§ **What is expected**:
Exactly reproduce the lines from the line containing "task | indicate the dark skin, one" to the end of the data below, inclusive, and nothing else.

§ **Point-based annotation data**:
----------------------------------------

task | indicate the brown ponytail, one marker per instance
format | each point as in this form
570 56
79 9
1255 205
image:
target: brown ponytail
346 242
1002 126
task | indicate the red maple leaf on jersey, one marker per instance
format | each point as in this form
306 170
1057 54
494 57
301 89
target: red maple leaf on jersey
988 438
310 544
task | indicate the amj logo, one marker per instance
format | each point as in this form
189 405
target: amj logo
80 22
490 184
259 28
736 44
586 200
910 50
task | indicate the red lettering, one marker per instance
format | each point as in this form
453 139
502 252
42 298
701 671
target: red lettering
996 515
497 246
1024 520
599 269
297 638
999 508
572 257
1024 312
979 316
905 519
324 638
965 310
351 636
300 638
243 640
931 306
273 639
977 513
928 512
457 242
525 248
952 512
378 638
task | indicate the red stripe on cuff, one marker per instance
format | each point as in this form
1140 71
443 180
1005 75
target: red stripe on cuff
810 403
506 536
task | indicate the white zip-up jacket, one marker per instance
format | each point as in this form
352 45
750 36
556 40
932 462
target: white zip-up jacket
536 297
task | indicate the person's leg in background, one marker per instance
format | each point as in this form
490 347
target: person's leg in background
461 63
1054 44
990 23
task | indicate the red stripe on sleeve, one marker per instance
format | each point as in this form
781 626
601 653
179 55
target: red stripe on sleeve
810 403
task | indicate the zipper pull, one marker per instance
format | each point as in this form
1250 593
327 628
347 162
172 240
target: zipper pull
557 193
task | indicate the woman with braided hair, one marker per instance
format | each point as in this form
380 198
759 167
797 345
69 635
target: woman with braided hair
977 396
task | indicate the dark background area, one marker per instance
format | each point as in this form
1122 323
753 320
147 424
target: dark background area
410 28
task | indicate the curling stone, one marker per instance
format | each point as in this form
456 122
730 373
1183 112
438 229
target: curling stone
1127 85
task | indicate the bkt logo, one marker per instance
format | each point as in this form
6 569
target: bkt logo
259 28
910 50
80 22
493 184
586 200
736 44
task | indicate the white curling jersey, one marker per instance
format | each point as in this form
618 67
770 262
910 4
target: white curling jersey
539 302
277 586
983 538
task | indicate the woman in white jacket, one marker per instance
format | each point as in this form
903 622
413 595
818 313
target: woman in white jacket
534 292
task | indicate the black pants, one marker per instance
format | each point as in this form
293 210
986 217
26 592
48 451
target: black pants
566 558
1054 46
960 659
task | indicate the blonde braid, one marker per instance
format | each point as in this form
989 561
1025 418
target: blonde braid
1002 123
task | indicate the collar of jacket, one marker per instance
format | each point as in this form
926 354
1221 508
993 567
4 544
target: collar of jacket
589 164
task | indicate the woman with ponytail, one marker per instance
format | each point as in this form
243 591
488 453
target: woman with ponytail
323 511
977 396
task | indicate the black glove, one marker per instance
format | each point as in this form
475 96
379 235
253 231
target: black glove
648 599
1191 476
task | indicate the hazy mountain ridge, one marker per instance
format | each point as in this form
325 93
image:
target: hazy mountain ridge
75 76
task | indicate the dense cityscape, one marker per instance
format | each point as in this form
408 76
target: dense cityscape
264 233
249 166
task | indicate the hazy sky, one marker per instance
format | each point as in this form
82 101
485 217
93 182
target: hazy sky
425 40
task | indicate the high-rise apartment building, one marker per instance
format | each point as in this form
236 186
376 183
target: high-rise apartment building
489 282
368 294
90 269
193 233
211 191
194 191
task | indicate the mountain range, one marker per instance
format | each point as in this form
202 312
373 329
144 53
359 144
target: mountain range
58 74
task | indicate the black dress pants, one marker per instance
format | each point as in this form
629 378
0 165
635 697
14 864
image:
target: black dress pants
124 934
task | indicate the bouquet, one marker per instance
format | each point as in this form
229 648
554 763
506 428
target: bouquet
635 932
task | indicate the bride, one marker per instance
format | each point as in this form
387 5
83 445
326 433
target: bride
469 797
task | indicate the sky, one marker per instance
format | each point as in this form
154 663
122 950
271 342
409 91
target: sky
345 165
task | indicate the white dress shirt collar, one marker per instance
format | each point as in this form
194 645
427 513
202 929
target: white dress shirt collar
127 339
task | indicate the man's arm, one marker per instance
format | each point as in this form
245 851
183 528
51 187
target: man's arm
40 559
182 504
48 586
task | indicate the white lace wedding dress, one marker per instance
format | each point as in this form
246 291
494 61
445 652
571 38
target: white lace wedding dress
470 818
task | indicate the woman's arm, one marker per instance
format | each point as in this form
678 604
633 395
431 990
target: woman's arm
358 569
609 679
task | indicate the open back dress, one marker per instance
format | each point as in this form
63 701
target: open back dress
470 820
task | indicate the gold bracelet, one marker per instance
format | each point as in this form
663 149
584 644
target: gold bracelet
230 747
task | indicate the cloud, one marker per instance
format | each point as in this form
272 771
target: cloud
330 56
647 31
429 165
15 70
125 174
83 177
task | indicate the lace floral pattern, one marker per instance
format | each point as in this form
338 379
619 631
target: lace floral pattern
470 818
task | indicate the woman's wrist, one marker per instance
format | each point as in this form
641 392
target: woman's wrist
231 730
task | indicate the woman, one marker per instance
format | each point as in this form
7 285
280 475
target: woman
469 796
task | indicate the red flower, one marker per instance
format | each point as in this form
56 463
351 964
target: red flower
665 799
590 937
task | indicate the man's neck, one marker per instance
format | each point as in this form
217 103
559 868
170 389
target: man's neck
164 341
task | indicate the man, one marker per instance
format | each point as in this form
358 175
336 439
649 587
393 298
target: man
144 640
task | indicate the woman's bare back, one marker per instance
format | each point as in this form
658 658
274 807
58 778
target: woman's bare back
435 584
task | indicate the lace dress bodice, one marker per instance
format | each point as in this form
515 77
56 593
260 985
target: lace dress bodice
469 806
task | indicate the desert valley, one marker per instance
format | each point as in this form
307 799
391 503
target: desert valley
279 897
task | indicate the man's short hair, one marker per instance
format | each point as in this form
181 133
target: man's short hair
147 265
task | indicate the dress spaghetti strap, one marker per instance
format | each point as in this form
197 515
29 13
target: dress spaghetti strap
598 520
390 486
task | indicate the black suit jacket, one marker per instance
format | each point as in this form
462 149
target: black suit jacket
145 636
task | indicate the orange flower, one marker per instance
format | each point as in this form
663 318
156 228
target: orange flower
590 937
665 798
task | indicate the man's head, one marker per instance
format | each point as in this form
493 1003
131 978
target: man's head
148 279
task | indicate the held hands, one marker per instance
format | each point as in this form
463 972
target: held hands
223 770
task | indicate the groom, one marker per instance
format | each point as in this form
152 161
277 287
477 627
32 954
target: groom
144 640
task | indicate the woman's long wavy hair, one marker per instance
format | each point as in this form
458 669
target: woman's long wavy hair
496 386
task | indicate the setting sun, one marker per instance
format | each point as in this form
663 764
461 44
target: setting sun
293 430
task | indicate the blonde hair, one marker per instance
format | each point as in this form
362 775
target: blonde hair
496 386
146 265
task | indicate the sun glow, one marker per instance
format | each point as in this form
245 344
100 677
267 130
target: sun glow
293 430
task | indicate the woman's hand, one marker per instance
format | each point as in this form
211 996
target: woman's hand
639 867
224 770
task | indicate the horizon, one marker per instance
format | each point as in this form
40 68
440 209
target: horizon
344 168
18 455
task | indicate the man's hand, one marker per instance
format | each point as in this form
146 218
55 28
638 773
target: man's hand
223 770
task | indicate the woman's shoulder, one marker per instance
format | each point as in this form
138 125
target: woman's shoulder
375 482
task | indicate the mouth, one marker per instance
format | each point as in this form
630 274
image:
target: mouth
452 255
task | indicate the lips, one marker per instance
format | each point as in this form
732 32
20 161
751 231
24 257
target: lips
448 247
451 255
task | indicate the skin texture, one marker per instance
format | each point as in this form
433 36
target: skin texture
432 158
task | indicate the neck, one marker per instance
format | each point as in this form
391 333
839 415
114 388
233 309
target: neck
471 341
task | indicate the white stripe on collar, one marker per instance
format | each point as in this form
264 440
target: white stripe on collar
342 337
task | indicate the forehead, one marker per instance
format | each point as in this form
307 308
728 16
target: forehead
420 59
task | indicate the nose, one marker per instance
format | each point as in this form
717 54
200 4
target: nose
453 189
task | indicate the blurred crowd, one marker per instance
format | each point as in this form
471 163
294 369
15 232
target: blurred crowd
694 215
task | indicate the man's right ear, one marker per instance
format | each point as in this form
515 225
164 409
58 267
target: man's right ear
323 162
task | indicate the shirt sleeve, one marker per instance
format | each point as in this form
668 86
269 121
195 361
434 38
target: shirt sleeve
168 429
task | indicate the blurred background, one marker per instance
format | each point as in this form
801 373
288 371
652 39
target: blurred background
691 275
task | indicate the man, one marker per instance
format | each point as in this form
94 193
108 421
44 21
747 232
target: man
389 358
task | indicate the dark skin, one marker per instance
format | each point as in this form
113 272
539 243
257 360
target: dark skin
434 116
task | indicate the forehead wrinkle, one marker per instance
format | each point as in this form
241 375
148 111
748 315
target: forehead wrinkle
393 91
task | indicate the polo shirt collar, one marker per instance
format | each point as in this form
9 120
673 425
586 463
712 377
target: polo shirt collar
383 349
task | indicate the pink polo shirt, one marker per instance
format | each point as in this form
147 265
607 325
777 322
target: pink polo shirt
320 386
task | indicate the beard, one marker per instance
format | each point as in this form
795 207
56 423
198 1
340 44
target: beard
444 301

----------------------------------------

§ **Solution to the problem**:
task | indicate the dark skin, one marker per instance
format | each point as in this form
113 272
539 243
257 360
target: dark skin
434 116
task | indicate the forehead wrinkle, one marker per instance
format | each point as in this form
241 375
148 111
748 315
target: forehead wrinkle
393 91
task | indicate the polo shirt collar, one marker per instance
format | each point as in this form
9 120
673 425
586 463
712 377
target: polo shirt collar
383 349
task | indicate the pink polo shirt, one marker per instance
format | each point as in this form
147 265
607 325
777 322
target: pink polo shirt
320 386
task | indicate the beard, one marker per instance
format | each point as in this form
795 207
56 423
198 1
340 44
target: beard
444 301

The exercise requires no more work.